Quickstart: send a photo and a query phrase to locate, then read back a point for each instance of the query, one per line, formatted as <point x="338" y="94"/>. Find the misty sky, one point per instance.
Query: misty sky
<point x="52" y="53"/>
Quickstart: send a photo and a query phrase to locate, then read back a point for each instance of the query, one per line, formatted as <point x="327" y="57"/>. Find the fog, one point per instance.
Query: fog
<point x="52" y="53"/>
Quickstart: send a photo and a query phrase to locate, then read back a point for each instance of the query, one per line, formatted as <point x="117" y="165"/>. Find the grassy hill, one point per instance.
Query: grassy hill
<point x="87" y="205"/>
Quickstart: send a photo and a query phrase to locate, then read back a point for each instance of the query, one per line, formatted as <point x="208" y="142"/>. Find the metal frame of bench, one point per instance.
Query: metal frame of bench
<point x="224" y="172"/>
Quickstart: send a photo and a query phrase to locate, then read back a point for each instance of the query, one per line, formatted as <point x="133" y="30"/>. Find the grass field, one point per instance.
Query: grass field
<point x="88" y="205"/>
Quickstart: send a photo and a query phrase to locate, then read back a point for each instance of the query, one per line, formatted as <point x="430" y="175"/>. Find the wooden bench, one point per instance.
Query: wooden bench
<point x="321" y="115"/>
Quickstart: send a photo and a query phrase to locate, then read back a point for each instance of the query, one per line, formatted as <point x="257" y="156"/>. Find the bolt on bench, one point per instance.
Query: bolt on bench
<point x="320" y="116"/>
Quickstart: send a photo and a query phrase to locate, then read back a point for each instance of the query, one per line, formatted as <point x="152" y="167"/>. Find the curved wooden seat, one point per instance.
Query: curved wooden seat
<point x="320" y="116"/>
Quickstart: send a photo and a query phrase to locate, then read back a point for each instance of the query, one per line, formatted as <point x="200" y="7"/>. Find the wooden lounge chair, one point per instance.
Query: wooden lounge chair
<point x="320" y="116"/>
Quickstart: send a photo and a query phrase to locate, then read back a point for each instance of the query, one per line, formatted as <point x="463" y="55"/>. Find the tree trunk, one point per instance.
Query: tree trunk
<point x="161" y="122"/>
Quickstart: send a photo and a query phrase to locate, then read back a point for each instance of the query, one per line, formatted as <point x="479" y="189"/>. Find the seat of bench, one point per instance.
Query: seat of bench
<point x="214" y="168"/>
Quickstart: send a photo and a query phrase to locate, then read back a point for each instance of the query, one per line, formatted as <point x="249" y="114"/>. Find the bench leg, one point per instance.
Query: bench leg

INSTRUCTIONS TO FOLLOW:
Repeat every record exactly as written, please.

TASK OUTPUT:
Quickstart: send a photo and a query phrase to locate, then read back a point for each instance of the query, one per line, formatted as <point x="338" y="94"/>. Find the misty sky, one point per instance.
Query: misty sky
<point x="52" y="53"/>
Quickstart: send a photo and a query phrase to locate, then read back a point for each instance of the query, one per line, formatted as <point x="327" y="57"/>. Find the fog, one point per instance.
Query: fog
<point x="52" y="53"/>
Quickstart: send a photo and a query phrase to locate, then read back a point for each instance of the query, one per line, formatted as <point x="117" y="165"/>. Find the grassy hill, one point per instance.
Query: grassy hill
<point x="87" y="205"/>
Quickstart: send a photo and a query phrase to locate, then read back a point for each instance of the query, one per line, formatted as <point x="208" y="142"/>. Find the metal frame of bench, one point per instance.
Query: metal frame of bench
<point x="224" y="172"/>
Quickstart: send a photo and a query phrase to locate, then read back a point for each instance of the query, one per line, formatted as <point x="133" y="30"/>. Find the grass field, one point per instance.
Query: grass field
<point x="88" y="205"/>
Quickstart: send a photo and a query phrase to locate, then read back a point for each instance of the query, one per line, formatted as <point x="430" y="175"/>. Find the wooden bench, one point per instance.
Query: wooden bench
<point x="321" y="115"/>
Quickstart: send a photo and a query phrase to locate, then read back a point for each instance of the query, one per line, formatted as <point x="257" y="156"/>. Find the bolt on bench, one point per instance.
Query: bolt on bench
<point x="320" y="116"/>
Quickstart: send a photo and a query phrase to locate, then read back a point for each instance of the query, one per line, formatted as <point x="152" y="167"/>. Find the curved wooden seat, one point per instance.
Query: curved wooden seat
<point x="320" y="116"/>
Quickstart: send a photo and a query phrase to locate, then read back a point for each instance of the query, one per line, formatted as <point x="200" y="7"/>. Find the wooden lounge chair, one point per instance.
Query: wooden lounge chair
<point x="320" y="116"/>
Quickstart: send a photo and a query phrase to locate, then read back a point for each instance of the query, one per line, formatted as <point x="463" y="55"/>. Find the tree trunk, one point per instance.
Query: tree trunk
<point x="161" y="122"/>
Quickstart: send a photo and a query phrase to locate, then read back a point for each instance of the query, one per line, formatted as <point x="479" y="189"/>. Find the seat of bench, one point per instance.
Query: seat of bench
<point x="214" y="168"/>
Quickstart: send a photo and a query phrase to locate, then read back a point for each instance of the query, one per line, formatted as <point x="249" y="114"/>. Find the bench leg, one point per instance.
Query: bench leg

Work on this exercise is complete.